◆ YOUR GOAL ◆
Copy out every line of the entries below, but shift each bounding-box coordinate in the answers up by 109. Keep every other number as it is, and leave out the pictures.
--- --- ---
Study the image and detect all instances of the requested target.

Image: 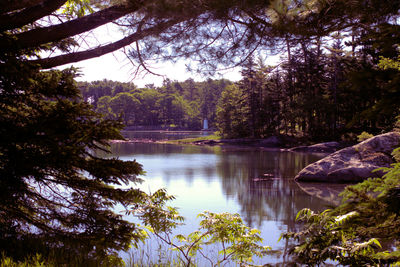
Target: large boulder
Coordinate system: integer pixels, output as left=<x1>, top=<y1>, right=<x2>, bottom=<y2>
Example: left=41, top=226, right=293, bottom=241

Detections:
left=295, top=132, right=400, bottom=183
--- --- ---
◆ SOLUTION FOR THIS PROBLEM ◆
Study the image and detect all instances of the requested target.

Image: 
Target: large boulder
Coordinate system: integer pixels, output as left=<x1>, top=<y1>, right=<x2>, bottom=<y2>
Example: left=41, top=226, right=293, bottom=241

Detections:
left=404, top=241, right=509, bottom=292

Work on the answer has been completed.